Document extract:
---+---
Volatility is the basic nature of stock markets. Sometimes the market rises, other times it falls. This could be confusing for investors but it's not always bad. There is a difference between a stock market crash and a stock market correction.
While a stock market crash is when the markets fall 10 percent or more in just 1 day, a stock market correction is when the equity markets fall 10 percent or more from their 52-week high gradually.
In a stock market correction, the decline is gradual over a period of time. This generally happens after the markets have been in a bull run and help consolidate the markets. It is generally considered good as it stabilizes the market before it rises again and is also seen as an opportunity for investors to accumulate value stocks at a low cost.
The correction is usually short term and the markets recover after a few days or maximum few weeks. Every year, the markets experience corrections a few times.
---+---
Entries provided:
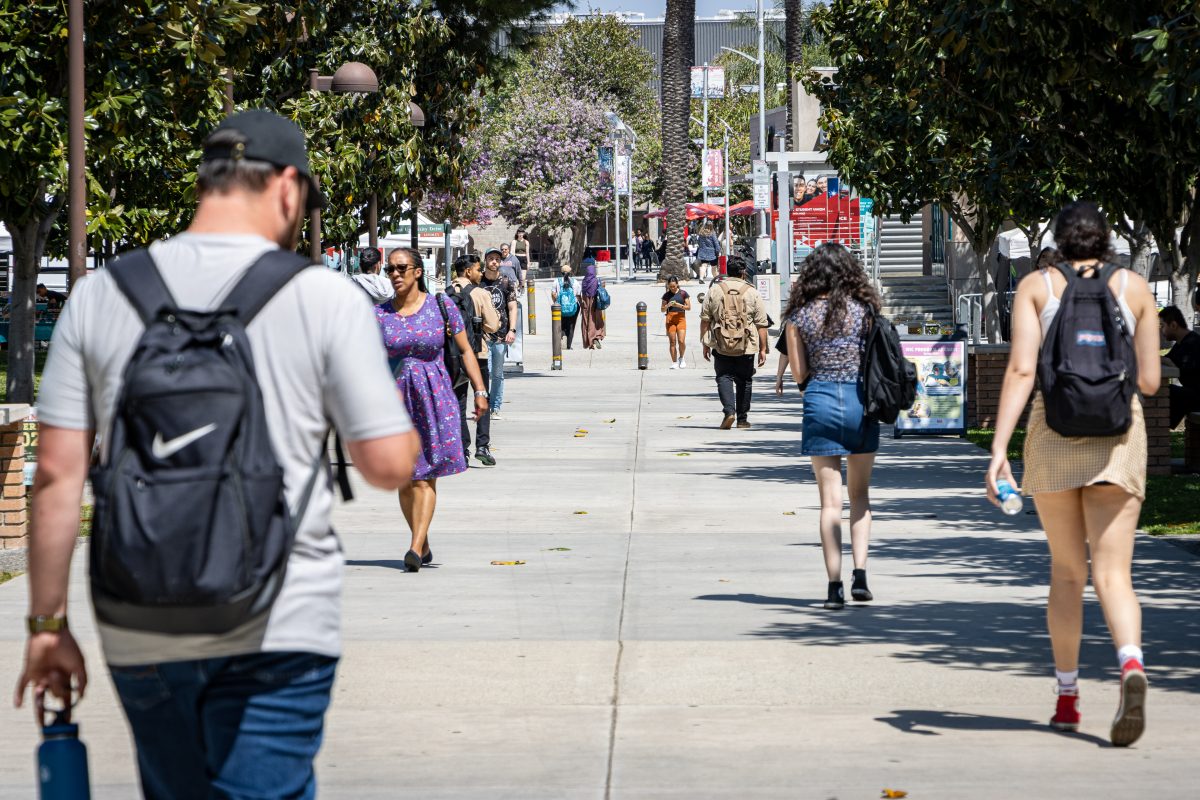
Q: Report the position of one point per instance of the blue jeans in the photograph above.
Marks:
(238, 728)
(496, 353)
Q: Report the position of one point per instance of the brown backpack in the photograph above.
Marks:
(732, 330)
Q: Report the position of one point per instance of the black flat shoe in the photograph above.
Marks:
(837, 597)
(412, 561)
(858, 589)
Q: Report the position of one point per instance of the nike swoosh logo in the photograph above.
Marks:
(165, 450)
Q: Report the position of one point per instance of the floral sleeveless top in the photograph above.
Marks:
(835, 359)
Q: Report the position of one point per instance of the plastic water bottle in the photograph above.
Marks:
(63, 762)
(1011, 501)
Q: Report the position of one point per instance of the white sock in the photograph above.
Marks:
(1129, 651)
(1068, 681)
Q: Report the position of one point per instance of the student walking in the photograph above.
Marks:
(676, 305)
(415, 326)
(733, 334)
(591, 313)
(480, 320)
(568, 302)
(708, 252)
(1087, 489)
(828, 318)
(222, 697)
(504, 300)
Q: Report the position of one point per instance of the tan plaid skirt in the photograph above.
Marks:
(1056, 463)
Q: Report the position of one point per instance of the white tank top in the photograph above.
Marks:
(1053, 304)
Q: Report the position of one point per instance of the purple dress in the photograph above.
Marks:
---+---
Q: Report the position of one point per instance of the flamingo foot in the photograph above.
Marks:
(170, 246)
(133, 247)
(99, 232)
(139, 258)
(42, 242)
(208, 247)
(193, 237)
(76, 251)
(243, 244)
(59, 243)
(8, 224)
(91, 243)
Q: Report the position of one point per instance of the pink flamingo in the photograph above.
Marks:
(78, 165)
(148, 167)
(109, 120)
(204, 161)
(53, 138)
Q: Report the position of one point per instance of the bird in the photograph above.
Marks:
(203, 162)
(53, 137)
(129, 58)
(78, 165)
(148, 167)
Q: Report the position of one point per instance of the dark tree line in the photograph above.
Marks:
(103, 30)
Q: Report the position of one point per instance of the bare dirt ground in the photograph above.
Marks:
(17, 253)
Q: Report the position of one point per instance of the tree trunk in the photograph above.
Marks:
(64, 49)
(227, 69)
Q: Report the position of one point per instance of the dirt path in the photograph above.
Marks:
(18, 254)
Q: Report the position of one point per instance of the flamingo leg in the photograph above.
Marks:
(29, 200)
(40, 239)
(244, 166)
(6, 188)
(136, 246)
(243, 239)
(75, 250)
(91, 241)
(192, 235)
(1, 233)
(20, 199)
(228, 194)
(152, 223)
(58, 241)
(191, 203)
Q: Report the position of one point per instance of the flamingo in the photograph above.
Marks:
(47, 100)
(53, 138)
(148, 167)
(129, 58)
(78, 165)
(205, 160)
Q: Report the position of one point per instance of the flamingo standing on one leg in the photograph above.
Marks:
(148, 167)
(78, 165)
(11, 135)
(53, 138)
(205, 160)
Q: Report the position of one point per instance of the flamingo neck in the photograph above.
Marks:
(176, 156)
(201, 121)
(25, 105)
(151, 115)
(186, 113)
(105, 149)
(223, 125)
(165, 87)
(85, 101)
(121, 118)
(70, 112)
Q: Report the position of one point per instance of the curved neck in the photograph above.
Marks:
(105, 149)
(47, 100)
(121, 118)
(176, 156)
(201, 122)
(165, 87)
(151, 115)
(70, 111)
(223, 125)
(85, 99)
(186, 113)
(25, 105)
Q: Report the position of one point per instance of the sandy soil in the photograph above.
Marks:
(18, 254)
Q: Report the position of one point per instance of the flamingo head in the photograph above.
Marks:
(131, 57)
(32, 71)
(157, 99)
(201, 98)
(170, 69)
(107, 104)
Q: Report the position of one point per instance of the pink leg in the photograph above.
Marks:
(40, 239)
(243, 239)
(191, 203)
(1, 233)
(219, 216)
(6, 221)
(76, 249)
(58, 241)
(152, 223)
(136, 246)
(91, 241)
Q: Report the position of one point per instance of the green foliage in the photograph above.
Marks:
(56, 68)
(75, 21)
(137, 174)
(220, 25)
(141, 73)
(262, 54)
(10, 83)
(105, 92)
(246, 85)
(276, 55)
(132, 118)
---+---
Work order 1:
From the text on stock market crashes and corrections, list every benefit it attributes to a stock market correction.
Work order 2:
Write the next part of the text explaining stock market crashes and corrections, starting after its final sentence.

Response 1:
- It helps consolidate the markets after a bull run.
- It stabilizes the market before it rises again.
- It gives investors an opportunity to accumulate value stocks at a low cost.

Response 2:
In case of a correction, it is important for investors to not panic and plan ahead to benefit from the correction. A diverse portfolio helps investors cap losses during a correction.
A crash, on the other hand, is a sudden decline in the stock markets which causes significant loss. When the markets tank 10 or more percent in just 1 day, it is referred to as a market crash.
Market crashes are generally a result of sudden causes like political uncertainty, financial crisis, declining economy, pandemic, etc. Something that affects not just the markets but also the businesses and economies. A number of times crashes occur globally like during the 2008 US financial crisis when all the global markets fell. A crash signals a massive loss of confidence in the economy.
Unlike a correction, a crash is not short-term. It weakens investor sentiment and markets may take years to recover from it. For example in the crash after the US financial crisis, it took the markets nearly 2 years to reach the pre-crisis level.
A crash generally leads to investors moving funds to safer assets like gold etc. Usually, markets witness a crash at least once every 5 years. It is advisable to stop trading during a crash and just hold your assets till the storm passes.
While it may be easier for experts to predict a correction, the same is not true for a crash since it is so sudden. It creates a wide panic and massive losses in the markets.
However, one must note that sooner or later, in case of both a correction as well as a crash, the markets recover. It is always better to ride the storm than panic and sell, as per experts.